(Entries for pointing and labeling)
::::

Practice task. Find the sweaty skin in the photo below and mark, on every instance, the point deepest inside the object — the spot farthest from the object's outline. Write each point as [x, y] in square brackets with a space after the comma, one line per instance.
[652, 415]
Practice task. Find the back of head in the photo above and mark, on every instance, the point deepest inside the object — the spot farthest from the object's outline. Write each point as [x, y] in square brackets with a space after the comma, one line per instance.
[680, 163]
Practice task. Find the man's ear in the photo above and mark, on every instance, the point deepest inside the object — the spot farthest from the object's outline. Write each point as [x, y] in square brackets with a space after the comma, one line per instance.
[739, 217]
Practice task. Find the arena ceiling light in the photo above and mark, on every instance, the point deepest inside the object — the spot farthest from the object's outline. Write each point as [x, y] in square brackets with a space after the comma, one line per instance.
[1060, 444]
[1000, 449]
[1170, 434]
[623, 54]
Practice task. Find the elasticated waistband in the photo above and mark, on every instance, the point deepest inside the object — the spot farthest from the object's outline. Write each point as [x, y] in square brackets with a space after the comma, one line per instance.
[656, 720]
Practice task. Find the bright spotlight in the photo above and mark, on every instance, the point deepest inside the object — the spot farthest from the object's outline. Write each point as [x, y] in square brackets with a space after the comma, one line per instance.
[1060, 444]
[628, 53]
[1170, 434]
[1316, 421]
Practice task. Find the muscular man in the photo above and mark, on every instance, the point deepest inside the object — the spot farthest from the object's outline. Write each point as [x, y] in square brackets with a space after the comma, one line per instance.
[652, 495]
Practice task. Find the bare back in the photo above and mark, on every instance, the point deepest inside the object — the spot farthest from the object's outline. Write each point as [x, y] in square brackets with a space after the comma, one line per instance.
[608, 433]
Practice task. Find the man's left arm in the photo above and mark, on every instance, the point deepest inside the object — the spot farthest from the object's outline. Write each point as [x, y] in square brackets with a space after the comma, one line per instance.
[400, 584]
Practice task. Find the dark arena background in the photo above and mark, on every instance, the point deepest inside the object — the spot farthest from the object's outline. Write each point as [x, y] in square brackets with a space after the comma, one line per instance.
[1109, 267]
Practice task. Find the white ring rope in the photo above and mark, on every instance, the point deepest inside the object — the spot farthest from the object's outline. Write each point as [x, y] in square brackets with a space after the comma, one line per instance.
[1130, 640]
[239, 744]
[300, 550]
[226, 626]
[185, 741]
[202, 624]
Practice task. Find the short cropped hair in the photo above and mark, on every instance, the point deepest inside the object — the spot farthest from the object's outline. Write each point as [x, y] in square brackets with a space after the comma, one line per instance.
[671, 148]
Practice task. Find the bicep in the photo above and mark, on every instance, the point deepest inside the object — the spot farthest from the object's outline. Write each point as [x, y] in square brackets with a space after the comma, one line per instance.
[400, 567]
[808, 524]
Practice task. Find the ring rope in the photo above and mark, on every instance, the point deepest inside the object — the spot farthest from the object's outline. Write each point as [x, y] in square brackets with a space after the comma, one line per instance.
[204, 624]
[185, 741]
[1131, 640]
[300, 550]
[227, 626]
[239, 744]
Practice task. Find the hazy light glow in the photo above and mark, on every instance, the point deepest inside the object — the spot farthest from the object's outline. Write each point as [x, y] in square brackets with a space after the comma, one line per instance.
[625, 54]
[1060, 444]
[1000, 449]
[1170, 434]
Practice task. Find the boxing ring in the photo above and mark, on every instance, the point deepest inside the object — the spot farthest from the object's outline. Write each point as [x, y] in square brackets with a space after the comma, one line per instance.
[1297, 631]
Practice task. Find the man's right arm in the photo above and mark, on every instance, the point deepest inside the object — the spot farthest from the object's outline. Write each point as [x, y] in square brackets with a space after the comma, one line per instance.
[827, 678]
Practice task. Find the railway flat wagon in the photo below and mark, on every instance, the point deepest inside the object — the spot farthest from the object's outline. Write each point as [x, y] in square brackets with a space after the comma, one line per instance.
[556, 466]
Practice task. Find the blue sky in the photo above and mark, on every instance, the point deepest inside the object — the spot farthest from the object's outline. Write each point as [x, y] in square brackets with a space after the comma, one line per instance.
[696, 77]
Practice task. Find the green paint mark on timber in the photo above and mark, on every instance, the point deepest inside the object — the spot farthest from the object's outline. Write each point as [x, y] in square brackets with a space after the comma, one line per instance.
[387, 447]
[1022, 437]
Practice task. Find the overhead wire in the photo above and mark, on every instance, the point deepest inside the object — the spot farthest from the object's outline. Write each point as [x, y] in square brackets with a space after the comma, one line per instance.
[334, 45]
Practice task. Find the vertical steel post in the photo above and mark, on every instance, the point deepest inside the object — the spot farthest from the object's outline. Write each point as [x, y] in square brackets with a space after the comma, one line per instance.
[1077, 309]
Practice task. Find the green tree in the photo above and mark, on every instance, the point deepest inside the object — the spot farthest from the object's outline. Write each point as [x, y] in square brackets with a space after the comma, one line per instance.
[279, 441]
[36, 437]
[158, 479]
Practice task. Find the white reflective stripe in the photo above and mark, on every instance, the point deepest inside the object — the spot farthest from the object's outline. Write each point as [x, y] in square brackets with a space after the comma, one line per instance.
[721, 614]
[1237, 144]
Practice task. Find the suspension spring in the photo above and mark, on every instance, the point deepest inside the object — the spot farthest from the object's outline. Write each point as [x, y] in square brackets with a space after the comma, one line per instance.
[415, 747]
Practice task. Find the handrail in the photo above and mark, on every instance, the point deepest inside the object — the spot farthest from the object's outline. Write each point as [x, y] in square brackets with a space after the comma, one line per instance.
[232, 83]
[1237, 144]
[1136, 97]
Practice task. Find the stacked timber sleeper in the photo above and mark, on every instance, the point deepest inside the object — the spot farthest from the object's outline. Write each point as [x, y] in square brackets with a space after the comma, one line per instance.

::::

# THE EXERCISE
Change "Practice task" to "Training exercise" in all of the entries above, leaving every other word unchanged.

# RESPONSE TO THE EXERCISE
Training exercise. Find the sweaty skin in the photo below and mark, on every instance, the point deepest inside the object — the spot farthest from the object's outline. Write each point as [x, y] in square brackets with a space after the comma, one line per instance.
[652, 415]
Training exercise. Find the back of head in the photo above and mark, on every instance, the point deepest inside the object — the spot farthest from the object's outline. Write each point as [x, y] in square brackets with a space after the comma, one line per instance.
[680, 163]
Training exercise. Find the man's ear in the photo above and mark, on every instance, the point deepest inside the object — the spot farthest from the object's outline. Write each point as [x, y] in square brackets with a space after the comma, one line per instance.
[739, 217]
Training exercise. Find the arena ceiling light in the photo above and mark, on every instance, the point deepest inside the object — the spot farthest from the object's outline. Write each point as [x, y] in square brackets with a space after the comma, one line per instance.
[1060, 444]
[1000, 449]
[1170, 434]
[623, 54]
Training exercise. Find the elasticated waistband in the photo above and mark, on every instance, the point deepest inside the object — the spot farthest from the object's outline. Write each point as [x, y] in square brackets with a space after the comma, one line per instance.
[656, 720]
Training exercise. Find the bright spotlight in the photo above and mark, on every instance, the point deepest inside the object — the spot farthest from the object's outline. Write each point as [x, y] in square brackets with a space after the comma, one line per instance.
[1060, 444]
[628, 53]
[1170, 434]
[1316, 421]
Training exercise. Find the muscular man in the photo above and mark, on every instance, the point deepest inside the object — the spot farthest from the object's outline. Write each point as [x, y] in square brackets with a space after the comma, one line per instance.
[652, 495]
Training exercise. Find the bare back in the photo above and mark, on every instance, the point deepest inside the object — the spot farthest from the object's outline. Write each point as [x, y] in square brackets with a space after the comma, one line per instance.
[608, 433]
Training exercise. Find the man's left arm in the photo above and mark, on every instance, the point deepest inside the object — the spot farthest from the object's outline. Write each point as [x, y] in square brackets with a space after the comma, one line per instance.
[400, 584]
Training exercise. Find the dark arena background in the photo above and mark, on every instance, the point deepest inside the object — the spot farthest from the object's outline. Write each point as [x, y] in square brackets with a space after the comma, one line per instance.
[1109, 267]
Training exercise. Find the white ring rope in the photo above and mark, on every instance, the point deepest inside the object — the spot farthest from the object's outline. Write each point as [x, y] in square brackets with a space after the comma, one line per instance.
[1130, 640]
[239, 744]
[300, 550]
[226, 626]
[185, 741]
[202, 624]
Training exercise. Find the short cropped hair in the photo above and mark, on every instance, the point deepest inside the object — the spot farthest from the object's outline. Write each point as [x, y] in square brackets with a space after the comma, one line per instance.
[671, 148]
Training exercise. Find the bicep in the photo above and mark, on every instance, the point deepest inside the object — the spot farthest from the object's outline. Write each point as [x, y] in square brackets with a space after the comma, one line per instance.
[400, 567]
[808, 524]
Training exercise. Find the ring rope in the photo above and mark, on every instance, the point deepest inside the object — the spot farthest from the object's outline. Write each point as [x, y] in square brackets with a space after the comma, one line per instance.
[204, 624]
[185, 741]
[1131, 640]
[300, 550]
[227, 626]
[239, 744]
Training exercise. Find the hazy light glow in the photo above and mark, on every instance, the point deepest inside the object — the spot farthest from the object's outline. Write each point as [x, y] in square brackets with a space after the comma, one line per instance.
[625, 54]
[1060, 444]
[1000, 449]
[1170, 434]
Training exercise. Find the boxing ring in the photo above and mark, on every instance, the point deepest inside the object — the spot farthest from the object's outline. Write each point as [x, y] in square brackets with a space after the comma, one line per instance.
[1297, 631]
Training exercise. Find the man's right arm in the photo above and mark, on every instance, the point deepest inside the object — the spot farthest from the object's outline. Write each point as [x, y] in square brackets with a space after the comma, one line per instance.
[827, 678]
Training exercise. Find the railway flat wagon in the photo below and mark, on every instance, the point deepest inside the object — the spot farthest from the object's outline. Write each point as [x, y] in square brackets with a space after the comma, one line per instance.
[556, 466]
Training exercise. Find the blue sky in the photo above and mark, on every instance, the point deepest inside the object — the spot farthest from the object's outline. Write each point as [x, y] in square brackets with a space after the comma, one line per instance.
[696, 77]
Training exercise. Find the green paint mark on timber in the photo above and mark, on every instance, the point deepest inside the object — the spot farthest from the object's outline. Write each point as [x, y] in square brackets with a space after the comma, one line per instance.
[387, 447]
[1022, 437]
Training exercise. Find the overhead wire in the photo above and mark, on every instance, the point deepest inside the object — the spot farthest from the object's outline. Write each point as [x, y] in square brackets with a space after the comma, one line per instance.
[334, 45]
Training exercise. Find the vertical steel post in the photo above and mark, on every instance, the point deepest inside the object — the spot farthest from the object's outline. Write each point as [x, y] in square brackets with a space after the comma, one line per instance.
[1077, 309]
Training exercise. Find the green tree in the photo above and mark, on every instance, the point deepest inside the object — the spot farthest from the object's outline. Write each point as [x, y] in square brackets with a space after the comma, one line per instance.
[279, 441]
[36, 437]
[158, 479]
Training exercise. Find the white reflective stripe in the photo above and mark, on every instance, the point deepest inside the object — the spot farthest from the object's outline. Write each point as [x, y] in square brackets with a space after the comma, one line per instance.
[721, 614]
[1237, 144]
Training exercise. Find the suspension spring in the photo above and mark, on every instance, the point deepest inside the object — the spot farthest from the object's outline. Write each point as [x, y] in square brackets with a space after the comma, one line per instance.
[415, 747]
Training exercise. Find the handrail in the photo above and mark, on every instance, the point deepest inside the object — the spot farthest from the object's outline. Write each point as [x, y] in square brackets with a space after the comma, one line per instance.
[232, 83]
[1237, 144]
[1136, 97]
Training exercise. Find the stacked timber sleeper in the photo above and mark, on every instance, the point deepest inside the object — the spot farthest from the object's outline. Write each point as [x, y] in square brackets with a space after the comma, one line per instance.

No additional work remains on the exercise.